> _WHAT YOU SHOULD DO_
Pick up the passage on training a horse to stand still without being tied and continue it from where it stops.

> _SELECTED EXCERPT_
Every now and then I think about this episode and how rare it still is to have a horse that stands still without being tied. For me this is the normal and I absolutely will not have a horse that does not have a proper upbringing and knows how to behave in a decent way. For me this is essential and an important part of the security around horses. I do not want horses running away from me, running over me, stepping on my toes, shoving their heads into my stomach etc. A well mannered horse is a nice horse, and of course I realize that “well-mannered” is different to different people.

If I take on a horse, whether a training horse or one of my own the very first thing is that I check the manners of the horse. Is it well behaving already or do we need to work on it? The horse only does what it has learnt to do. If we need to change something we actually need to teach the horse what we expect of it. I think this is where it often fails. We simply do not know how to train our horses to behave, or we do not put the time into it.

Here is a short, general description on how to teach the horse to stand. It goes without saying that you start your training in an enclosed area. For example, if you are in your stable, close all doors so the horse cannot run away. First you train with the halter and a leadrope. Let the leadrope hang down to the floor. Equip yourself with a whip and ask the horse to stand. If the horse steps forward it will probably step on the leadrope and be stopped by this, but the instant you see your horse is about to move, you use the whip to put it back exactly where it was stopped. Use the whip on the chest to move the horse backwards and use it on the hindquarters to get the horse to step forward. Alternatively, if it works you can use your voice to stop the horse. Stay very calm yourself. If you are stressing the horse will also stress and probably start stepping around. When the horse has gotten the general picture you can put the leadrope over the neck or even take off the halter.

(Coordinate annotation lines)

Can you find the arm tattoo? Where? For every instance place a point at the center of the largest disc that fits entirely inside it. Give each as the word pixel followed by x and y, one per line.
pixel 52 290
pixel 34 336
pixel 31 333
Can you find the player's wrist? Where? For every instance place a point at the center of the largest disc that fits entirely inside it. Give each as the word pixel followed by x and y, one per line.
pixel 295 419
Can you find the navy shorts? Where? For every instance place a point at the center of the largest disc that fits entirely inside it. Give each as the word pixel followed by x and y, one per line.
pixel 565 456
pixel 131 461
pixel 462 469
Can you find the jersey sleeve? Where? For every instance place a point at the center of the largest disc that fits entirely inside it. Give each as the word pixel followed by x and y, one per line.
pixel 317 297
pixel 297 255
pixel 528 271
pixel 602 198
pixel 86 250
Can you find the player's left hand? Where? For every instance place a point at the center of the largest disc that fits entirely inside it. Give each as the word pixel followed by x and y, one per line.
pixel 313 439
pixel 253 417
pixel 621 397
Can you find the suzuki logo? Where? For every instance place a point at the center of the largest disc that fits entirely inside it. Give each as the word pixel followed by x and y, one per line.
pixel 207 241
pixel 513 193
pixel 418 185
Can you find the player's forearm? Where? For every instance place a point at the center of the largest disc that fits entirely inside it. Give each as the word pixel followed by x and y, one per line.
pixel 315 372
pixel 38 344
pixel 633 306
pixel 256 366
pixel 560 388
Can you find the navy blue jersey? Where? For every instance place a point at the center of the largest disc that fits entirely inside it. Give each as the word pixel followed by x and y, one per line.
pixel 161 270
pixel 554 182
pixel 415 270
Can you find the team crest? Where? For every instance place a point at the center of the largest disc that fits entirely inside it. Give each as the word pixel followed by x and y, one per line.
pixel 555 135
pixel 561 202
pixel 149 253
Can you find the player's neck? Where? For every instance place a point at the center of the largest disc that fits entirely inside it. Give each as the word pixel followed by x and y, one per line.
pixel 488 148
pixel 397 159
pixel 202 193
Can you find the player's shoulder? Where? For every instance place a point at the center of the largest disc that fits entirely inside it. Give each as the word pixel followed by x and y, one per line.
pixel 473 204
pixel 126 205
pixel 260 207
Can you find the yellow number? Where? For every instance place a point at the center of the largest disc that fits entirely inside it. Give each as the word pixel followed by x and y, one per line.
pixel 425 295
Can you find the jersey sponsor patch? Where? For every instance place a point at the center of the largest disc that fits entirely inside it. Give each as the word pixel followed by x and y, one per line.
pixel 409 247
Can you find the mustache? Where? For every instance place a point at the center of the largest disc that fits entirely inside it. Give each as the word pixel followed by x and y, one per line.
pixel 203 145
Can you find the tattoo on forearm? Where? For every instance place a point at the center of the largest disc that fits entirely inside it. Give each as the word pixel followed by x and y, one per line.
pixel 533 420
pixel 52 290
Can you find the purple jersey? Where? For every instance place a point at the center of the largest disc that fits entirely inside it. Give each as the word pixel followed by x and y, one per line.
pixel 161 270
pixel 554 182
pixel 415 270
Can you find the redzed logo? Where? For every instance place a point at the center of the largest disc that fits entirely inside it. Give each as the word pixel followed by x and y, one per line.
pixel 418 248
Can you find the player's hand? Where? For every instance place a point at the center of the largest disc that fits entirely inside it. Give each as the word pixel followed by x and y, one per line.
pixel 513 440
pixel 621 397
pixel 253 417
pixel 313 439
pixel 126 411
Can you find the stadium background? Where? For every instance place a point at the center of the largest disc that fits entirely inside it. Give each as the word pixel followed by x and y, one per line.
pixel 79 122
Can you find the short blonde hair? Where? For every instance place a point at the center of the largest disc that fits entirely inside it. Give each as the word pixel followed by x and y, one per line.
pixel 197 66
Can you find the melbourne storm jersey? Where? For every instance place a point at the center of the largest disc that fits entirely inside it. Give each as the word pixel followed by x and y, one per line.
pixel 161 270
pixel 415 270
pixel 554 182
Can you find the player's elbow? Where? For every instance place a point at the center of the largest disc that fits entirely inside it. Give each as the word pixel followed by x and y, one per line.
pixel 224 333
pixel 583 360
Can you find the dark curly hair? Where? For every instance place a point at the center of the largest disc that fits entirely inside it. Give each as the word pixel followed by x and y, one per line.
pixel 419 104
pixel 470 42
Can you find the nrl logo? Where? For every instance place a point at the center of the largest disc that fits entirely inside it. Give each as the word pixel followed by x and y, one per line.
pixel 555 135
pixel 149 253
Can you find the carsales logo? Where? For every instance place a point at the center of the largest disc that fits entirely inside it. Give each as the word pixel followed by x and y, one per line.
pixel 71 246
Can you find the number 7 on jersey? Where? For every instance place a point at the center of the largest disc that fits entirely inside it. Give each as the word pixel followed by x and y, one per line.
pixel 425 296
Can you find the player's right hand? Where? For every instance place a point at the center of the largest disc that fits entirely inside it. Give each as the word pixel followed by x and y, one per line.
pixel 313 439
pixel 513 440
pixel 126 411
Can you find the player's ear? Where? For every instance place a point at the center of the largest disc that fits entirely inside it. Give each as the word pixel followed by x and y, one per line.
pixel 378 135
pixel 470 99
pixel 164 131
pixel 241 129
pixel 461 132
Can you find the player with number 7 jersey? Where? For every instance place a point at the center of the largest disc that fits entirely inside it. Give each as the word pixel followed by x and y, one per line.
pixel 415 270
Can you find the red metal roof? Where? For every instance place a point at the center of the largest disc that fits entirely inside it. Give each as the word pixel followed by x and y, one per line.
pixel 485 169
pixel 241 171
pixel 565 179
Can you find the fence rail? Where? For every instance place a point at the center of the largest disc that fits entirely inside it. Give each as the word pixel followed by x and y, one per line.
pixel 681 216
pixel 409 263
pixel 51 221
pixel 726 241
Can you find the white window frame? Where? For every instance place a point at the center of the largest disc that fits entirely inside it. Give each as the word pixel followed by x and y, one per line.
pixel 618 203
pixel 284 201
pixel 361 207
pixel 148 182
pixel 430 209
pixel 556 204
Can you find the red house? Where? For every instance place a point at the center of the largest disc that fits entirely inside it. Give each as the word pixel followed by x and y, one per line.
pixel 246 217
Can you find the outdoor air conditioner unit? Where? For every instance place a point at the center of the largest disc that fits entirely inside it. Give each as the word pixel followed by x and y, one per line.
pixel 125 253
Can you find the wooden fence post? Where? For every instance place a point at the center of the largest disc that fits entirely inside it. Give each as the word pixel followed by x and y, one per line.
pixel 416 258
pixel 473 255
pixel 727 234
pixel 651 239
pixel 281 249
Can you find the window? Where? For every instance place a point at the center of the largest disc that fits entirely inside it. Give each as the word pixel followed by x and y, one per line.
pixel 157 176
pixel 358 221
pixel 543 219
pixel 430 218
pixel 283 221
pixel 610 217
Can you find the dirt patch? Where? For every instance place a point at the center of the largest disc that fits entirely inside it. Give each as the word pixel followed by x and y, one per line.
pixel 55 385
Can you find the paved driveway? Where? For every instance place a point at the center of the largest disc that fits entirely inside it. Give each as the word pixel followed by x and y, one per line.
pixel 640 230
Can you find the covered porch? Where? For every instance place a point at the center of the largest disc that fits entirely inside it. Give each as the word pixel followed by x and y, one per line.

> _WRITTEN ANSWER_
Start brushing your horse. Keep the brush in one hand and the whip in the other. Even if you are brushing your main focus is still to have the horse stand relaxed and quiet, not moving. The least intention of moving away should immediately be stopped by the whip or your voice. Once this works you can start moving away from the horse, further and further away. The grand finale is to open the stable door. Do you trust your horse enough to leave it when it actually can escape? For me this was a big issue when starting this kind of training and I was really nervous the horse would just run away when I wasn’t there and the door was open… Trust your training and your instincts!

Do you think maybe not all horses have it in them, to stand freely? Think again! I have been working with stallions, even young hot blooded ones, that stands perfectly still untied and do not move even if a mare walks by a few metres away.